*Travail demandé:*
• a. Répondez aux trois questions suivantes à partir du texte étudié.
(i) Dans quel journal et quel mois la phrase d'Albert Einstein est-elle citée par Olivier Zajec ?
(ii) Qui a écrit « Le néant est le centre d'Hiroshima » ?
(iii) Quelles sont les deux puissances nucléaires qui, selon le texte, tiennent jusqu'ici le haut du pavé ?
• b. Recopiez fidèlement le passage du texte étudié qui va de « La France des » jusqu'à « diplomatique Avril 2022) ».

*Texte étudié:*

>>>

La France des armées
« Le pouvoir déchaîné de l’atome a tout changé excepté nos manières de penser » ; Albert Einstein (cité par Olivier Zajec Le Monde diplomatique Avril 2022)
Méli-mélo de postures, coups de mentons, petits doigts sur la couture du pantalon : regards tristement féroces les va-t-en-guerre haussent le ton… puis viennent les prophètes, plus ou moins désarmés, qui tentent leur chance en pariant sur une troisième guerre mondiale. « Le néant est le centre d’Hiroshima » écrivait Günther Anders lui qui savait de quoi il parlait quand il évoquait la Bombe (« Hiroshima est partout » Seuil). Alors certains penseurs se lancent avec une imprudence, semble-t-il calculée, dans les tenants et les aboutissants éventuels d’une situation de tension extrême entre les deux puissances nucléaires qui tiennent jusqu’ici le haut du pavé, la Russie de Poutine et l’Amérique de… Biden-Trump. Car l’au moins aussi fou que Poutine, en plus désordonné peut-être, n’est jamais complètement absent dans ces joutes et bras de fer Amérique, Russie. On ne voit qu’eux, ou presque, ce sont les champions de l’un et l’autre camp, alors que derrière, dessus, dessous les entourent leurs hommes d’affaire, oligarques, hommes de fer pour tout ce qui touche à ce qu’ils appellent, avec un ricanement cynique, le commerce, l’économie de marché, le progrès cette variable d’ajustement de leur philosophie qu’ils ont nommée « LIBÉRALE ».

<<<

*Données fournies:*
>>>

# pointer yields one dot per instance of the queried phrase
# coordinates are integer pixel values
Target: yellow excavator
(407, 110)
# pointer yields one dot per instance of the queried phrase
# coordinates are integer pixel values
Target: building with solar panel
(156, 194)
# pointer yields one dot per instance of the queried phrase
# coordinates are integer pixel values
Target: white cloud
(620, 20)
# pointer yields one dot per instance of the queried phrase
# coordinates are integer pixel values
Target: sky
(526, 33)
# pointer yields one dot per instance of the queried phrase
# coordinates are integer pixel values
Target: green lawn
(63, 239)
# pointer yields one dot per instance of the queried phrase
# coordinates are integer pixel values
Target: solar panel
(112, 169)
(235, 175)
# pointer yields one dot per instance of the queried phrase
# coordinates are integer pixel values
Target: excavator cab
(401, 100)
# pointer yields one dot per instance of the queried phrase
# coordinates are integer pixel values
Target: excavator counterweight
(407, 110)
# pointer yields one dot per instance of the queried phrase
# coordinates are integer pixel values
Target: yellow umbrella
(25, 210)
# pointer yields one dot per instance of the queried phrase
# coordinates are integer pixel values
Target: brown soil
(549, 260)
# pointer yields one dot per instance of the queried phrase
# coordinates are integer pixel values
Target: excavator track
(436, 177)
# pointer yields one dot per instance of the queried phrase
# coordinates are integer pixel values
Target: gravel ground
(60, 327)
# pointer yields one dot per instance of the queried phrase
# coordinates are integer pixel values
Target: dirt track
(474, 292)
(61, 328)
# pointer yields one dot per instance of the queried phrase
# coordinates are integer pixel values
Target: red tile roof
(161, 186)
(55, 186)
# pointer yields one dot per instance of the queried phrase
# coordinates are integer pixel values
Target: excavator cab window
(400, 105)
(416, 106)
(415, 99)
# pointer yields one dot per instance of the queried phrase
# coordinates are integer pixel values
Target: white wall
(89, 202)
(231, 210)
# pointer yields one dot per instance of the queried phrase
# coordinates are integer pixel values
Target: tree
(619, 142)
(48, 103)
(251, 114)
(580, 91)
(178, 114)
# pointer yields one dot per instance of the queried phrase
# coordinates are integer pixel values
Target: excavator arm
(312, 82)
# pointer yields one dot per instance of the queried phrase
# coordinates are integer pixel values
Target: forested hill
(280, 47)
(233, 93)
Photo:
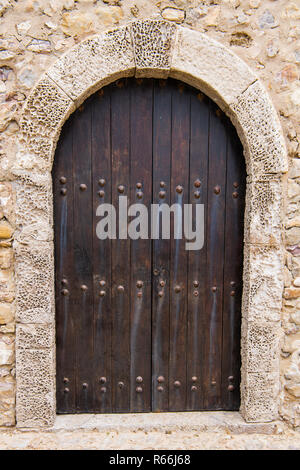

<<<

*Réponses par consigne:*
• a.
(i) Dans Le Monde diplomatique, en avril 2022.
(ii) Günther Anders.
(iii) La Russie de Poutine et l'Amérique de Biden-Trump.

• b.
La France des armées
« Le pouvoir déchaîné de l’atome a tout changé excepté nos manières de penser » ; Albert Einstein (cité par Olivier Zajec Le Monde diplomatique Avril 2022)